## 本文
********
英国の植民地だった香港は1997年に中国に返還された。 返還に際して中国共産党の一党独裁体制下に置かれた香港特別行政区には、外交と国防を除く高度な自治を認める「一国二制度」が適用され50年間保障されることとなった。

香港トップである行政長官の選挙

香港特別行政区のトップである行政長官は、現在は業界団体などから選ばれた1200人の選挙委員会による間接選挙で選ばれているが、2017年からは一人一票の普通選挙に移行する予定である。これは香港の憲法にあたる「香港基本法」に基づくものである。

骨抜きにされた2017年から開始される一人一票の普通選挙

中国の全国人民代表大会(国会)常務委員会は2014年8月31日に、民主派を事実上排除する立候補資格制度の導入を決定した。これは、18歳以上の住民に選挙権を与える一方で、候補者については事前に中国側の意向が働く業界団体等から選ばれた「指名委員会」によって、候補者を2~3名に絞る制度となっており、民主派は事実上立候補ができないものであった。

嫌中:香港人が持つ中国化に対する嫌悪感

香港の人々は自分達のことを「香港人」と呼ぶ。一国二制度で中国本土と香港が政治、経済が異なるのと同様に、人々も香港人と中国人では全く異なるのである。
********
## ラベル付き領域データの抜粋
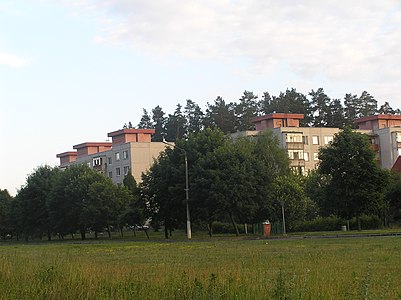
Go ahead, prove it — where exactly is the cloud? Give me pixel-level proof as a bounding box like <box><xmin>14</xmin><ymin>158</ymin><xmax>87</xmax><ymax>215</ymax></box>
<box><xmin>0</xmin><ymin>50</ymin><xmax>28</xmax><ymax>68</ymax></box>
<box><xmin>62</xmin><ymin>0</ymin><xmax>401</xmax><ymax>82</ymax></box>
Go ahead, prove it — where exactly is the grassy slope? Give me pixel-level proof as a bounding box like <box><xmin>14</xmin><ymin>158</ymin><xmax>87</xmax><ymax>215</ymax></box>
<box><xmin>0</xmin><ymin>237</ymin><xmax>401</xmax><ymax>299</ymax></box>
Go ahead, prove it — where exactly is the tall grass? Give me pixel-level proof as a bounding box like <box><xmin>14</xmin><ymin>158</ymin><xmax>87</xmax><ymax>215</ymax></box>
<box><xmin>0</xmin><ymin>237</ymin><xmax>401</xmax><ymax>299</ymax></box>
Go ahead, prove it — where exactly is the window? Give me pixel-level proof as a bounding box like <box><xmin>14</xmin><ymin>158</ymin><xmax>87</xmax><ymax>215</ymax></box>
<box><xmin>92</xmin><ymin>157</ymin><xmax>102</xmax><ymax>166</ymax></box>
<box><xmin>124</xmin><ymin>167</ymin><xmax>129</xmax><ymax>175</ymax></box>
<box><xmin>288</xmin><ymin>150</ymin><xmax>303</xmax><ymax>159</ymax></box>
<box><xmin>291</xmin><ymin>166</ymin><xmax>305</xmax><ymax>175</ymax></box>
<box><xmin>285</xmin><ymin>133</ymin><xmax>302</xmax><ymax>143</ymax></box>
<box><xmin>324</xmin><ymin>136</ymin><xmax>333</xmax><ymax>145</ymax></box>
<box><xmin>312</xmin><ymin>135</ymin><xmax>319</xmax><ymax>145</ymax></box>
********
## 課題
1. 本文の「英国の植民地だった香港は1997年に中国に返還された。」を英語に訳しなさい。
2. 本文に基づいて、次の問いに答えなさい。
(a) 一国二制度は何年間保障されることになったか。
(b) 現在、行政長官を選ぶ選挙委員会は何人で構成されているか。
(c) 全国人民代表大会常務委員会が立候補資格制度の導入を決定したのはいつか。
3. 香港の選挙制度と香港人意識についての本文を、最後の文の後から書き継ぎなさい。

## 解答
1. Hong Kong, formerly a British colony, was returned to China in 1997.

2.
(a) 50年間
(b) 1200人
(c) 2014年8月31日

3.
英国統治下にあった香港では、中学以上では英語によって全授業が行われていた学校も多く、内容も西洋のものであった。返還以降、急速に英語による授業から中国普通話(北京語)による授業に切り替えれ、内容も中国本土のものが増えていたようである。また、中国の愛国教育等も一部で実施されたようだ。 (注:香港で使われている言葉(中国語)は広東語であり、中国標準語(北京語)とは相互に会話できないほどの違いがある。また、漢字も「繁体字」と「簡体字」では全く異なる。従い、日常会話は広東語、学校では英語だったものが、今では日常会話は広東語、学校では中国標準語に切り替わっているということである。)

近年、中国本土からの観光客が急増し、中国本土から押し寄せる人々による日用品の買い占めによって香港人が日用品を買えなくなるなどの不便が生じていたり、中国富裕層による不動産の投機的買いあさりによって不動産価格や物価が高騰し、香港人の生活は苦しさを増している状態となっている。更に、英国統治時代から続く比較的マナーの良い香港人にたいして、中国本土からの観光客のマナーは目を覆うばかりである。(香港ディズニーランド開業時の中国人観光客のマナーの悪さについては海外でも報道され覚えている人も少なくないだろう。)

そのような背景の中、2012年に当選した現在の親中派の行政長官である梁振英(Leung Chun-ying / CY Leung)は、香港市民の意見を聞かず、香港のあらゆる事項に対して北京の介入を許す政治を行っているため、支持率は低く、辞任要求も絶えない状況であった。 香港人の CY Leungの香港の中国化政策に危機感と嫌悪感が強まっている中で、今回の行政長官選挙の問題が持ち上がり、今回の大規模デモに繋がっている。

ある香港人の主張

「真・普通選挙」を求める理由

  • 行政長官が普通選挙によって選出することは「基本法」に定めてる。選挙の詳細や実施時期は香港の状況見ながら一歩一歩進めると決まってる。
  • 今までは、その1,200の委員会によって行政長官選出してる。今回政府の提案は、その1,200人によって「候補者」(MAX3名、しかも愛国者などの条件が前提)を選んで、普通選挙によって市民がその候補者たちの中から選出。
  • 今までの通りであれば、選出された行政長官は市民が選んでた人ではなく、数百人によって選べられたので、「私たちの代表ではない」とよく市民から反発される。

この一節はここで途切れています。